The problem: Produce a verbatim transcription of the records below, beginning at the line containing "Spot the wooden sawhorse" and ending at the final line; include only those lines.

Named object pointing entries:

__________________________________________________

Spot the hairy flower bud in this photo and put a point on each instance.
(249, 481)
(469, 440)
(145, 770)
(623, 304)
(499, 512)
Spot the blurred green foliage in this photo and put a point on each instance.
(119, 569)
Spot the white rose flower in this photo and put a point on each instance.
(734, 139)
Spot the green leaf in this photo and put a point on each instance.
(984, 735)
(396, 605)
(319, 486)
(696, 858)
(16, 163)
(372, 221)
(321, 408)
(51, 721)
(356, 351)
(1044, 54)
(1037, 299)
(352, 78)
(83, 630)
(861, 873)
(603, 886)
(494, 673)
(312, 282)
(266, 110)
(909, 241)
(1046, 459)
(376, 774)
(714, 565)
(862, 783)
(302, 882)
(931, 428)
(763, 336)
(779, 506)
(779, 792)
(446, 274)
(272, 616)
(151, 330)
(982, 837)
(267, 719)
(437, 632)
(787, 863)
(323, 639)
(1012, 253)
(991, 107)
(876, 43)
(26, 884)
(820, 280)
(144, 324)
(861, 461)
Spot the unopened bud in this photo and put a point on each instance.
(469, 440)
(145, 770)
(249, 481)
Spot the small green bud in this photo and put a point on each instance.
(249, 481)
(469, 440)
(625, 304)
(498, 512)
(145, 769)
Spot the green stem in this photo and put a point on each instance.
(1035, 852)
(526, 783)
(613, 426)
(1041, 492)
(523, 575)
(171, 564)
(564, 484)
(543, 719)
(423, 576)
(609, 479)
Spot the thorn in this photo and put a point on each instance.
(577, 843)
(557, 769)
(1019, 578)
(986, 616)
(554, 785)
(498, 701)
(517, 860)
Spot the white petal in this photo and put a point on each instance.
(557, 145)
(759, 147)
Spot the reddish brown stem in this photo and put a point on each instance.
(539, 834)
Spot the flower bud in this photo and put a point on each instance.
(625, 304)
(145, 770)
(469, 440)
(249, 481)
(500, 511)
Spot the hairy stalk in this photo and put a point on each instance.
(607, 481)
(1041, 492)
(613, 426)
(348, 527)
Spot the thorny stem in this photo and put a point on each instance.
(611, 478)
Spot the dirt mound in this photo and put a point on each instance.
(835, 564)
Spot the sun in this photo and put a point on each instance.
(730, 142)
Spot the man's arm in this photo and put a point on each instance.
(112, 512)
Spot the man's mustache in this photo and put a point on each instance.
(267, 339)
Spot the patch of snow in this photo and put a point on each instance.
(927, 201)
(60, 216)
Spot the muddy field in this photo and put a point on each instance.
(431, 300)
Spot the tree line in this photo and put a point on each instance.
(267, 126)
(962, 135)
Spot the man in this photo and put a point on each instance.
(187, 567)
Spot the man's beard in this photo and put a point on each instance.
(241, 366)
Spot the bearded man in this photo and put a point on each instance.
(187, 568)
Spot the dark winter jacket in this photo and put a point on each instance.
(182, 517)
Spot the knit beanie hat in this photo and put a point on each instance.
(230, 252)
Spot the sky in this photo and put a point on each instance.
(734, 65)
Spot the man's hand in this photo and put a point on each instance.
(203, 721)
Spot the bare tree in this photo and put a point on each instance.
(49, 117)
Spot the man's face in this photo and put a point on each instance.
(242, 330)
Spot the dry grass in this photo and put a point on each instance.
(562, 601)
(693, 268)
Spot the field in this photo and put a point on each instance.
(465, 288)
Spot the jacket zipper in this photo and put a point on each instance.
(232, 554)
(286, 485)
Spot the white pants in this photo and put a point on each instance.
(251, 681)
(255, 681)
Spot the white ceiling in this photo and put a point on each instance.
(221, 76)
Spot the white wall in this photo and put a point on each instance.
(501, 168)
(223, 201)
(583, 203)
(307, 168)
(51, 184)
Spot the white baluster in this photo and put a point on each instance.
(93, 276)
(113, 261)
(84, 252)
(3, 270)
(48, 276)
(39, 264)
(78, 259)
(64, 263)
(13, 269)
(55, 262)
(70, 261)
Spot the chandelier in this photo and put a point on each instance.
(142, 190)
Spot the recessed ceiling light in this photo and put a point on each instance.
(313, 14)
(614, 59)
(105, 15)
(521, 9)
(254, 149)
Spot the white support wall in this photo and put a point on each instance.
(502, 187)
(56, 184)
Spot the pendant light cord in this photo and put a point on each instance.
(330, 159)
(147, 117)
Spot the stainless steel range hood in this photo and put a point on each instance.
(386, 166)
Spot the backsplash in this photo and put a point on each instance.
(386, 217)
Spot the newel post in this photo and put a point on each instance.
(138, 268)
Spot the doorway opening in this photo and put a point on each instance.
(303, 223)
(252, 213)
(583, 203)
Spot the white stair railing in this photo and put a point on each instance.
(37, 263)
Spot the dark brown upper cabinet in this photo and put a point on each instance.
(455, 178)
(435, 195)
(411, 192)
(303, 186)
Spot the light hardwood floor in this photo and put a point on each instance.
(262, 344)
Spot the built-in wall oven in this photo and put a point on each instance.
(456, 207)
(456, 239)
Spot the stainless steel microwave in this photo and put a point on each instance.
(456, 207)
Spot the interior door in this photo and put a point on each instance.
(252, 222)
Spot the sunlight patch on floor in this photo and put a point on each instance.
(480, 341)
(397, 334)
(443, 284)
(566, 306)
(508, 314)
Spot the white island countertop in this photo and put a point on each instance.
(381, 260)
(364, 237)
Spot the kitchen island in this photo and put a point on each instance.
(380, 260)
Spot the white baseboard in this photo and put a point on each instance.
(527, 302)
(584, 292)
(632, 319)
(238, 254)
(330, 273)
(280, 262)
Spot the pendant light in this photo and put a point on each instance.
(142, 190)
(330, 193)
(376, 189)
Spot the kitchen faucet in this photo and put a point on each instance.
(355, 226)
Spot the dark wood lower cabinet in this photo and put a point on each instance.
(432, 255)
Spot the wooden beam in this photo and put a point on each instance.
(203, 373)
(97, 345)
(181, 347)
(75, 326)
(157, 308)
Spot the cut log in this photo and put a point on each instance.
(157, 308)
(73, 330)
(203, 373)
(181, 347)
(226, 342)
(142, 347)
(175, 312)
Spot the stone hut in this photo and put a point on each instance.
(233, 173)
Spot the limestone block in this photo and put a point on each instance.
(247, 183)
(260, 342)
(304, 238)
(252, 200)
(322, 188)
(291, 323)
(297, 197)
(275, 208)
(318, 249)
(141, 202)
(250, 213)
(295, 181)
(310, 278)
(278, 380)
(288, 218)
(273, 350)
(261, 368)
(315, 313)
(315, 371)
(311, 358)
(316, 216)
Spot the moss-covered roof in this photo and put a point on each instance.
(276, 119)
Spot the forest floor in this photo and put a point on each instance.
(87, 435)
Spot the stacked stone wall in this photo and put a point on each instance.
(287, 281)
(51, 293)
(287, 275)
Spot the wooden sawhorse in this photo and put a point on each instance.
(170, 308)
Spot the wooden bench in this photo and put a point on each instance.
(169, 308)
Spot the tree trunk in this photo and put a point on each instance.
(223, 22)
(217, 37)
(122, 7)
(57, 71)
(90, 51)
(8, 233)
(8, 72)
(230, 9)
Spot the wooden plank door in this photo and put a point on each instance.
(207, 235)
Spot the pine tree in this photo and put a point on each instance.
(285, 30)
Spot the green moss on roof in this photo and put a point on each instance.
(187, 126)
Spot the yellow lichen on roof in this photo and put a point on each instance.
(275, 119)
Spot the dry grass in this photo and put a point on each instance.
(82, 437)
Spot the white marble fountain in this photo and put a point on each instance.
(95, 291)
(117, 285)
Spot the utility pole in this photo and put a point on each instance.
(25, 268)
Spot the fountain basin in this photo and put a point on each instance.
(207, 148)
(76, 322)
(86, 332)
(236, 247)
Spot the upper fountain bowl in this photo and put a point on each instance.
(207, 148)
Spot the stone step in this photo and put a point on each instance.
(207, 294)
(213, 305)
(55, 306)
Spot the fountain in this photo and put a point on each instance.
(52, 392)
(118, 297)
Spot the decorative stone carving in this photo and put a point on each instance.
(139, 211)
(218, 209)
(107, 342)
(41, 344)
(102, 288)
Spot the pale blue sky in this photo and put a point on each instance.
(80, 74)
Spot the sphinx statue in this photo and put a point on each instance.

__________________________________________________

Result for this task:
Spot the wooden sawhorse in this photo and put a point on each instance.
(170, 308)
Spot the wooden bench in this photo and put a point on each instance.
(169, 308)
Spot the tree trunk in this photo and put a point on each instance.
(223, 22)
(217, 37)
(122, 7)
(57, 71)
(90, 51)
(8, 233)
(8, 72)
(230, 9)
Spot the wooden plank door in this photo and put a point on each instance.
(207, 235)
Spot the pine tree in this photo and put a point on each instance.
(285, 30)
Spot the green moss on roof in this photo and put a point on each instance.
(187, 126)
Spot the yellow lichen on roof in this photo and put a point on each instance.
(275, 119)
Spot the dry grass in this photo and put a point on each instance.
(82, 437)
Spot the white marble fountain in this photo and put a point on each instance.
(95, 291)
(117, 285)
Spot the utility pole in this photo and put a point on each instance.
(25, 268)
Spot the fountain basin in this photo and put a point on each instance.
(207, 148)
(76, 322)
(86, 332)
(236, 247)
Spot the upper fountain bowl in this photo and put a point on each instance.
(207, 148)
Spot the stone step in this photo and put a point on each instance.
(207, 294)
(213, 305)
(55, 306)
Spot the fountain in this photo and put a point on each instance.
(52, 392)
(118, 297)
Spot the decorative stone carving in this photo and put a point on each instance.
(139, 211)
(218, 209)
(107, 342)
(41, 344)
(102, 288)
Spot the pale blue sky in this photo and put a point on each instance.
(80, 74)
Spot the sphinx statue in this photo and put a point on each instance.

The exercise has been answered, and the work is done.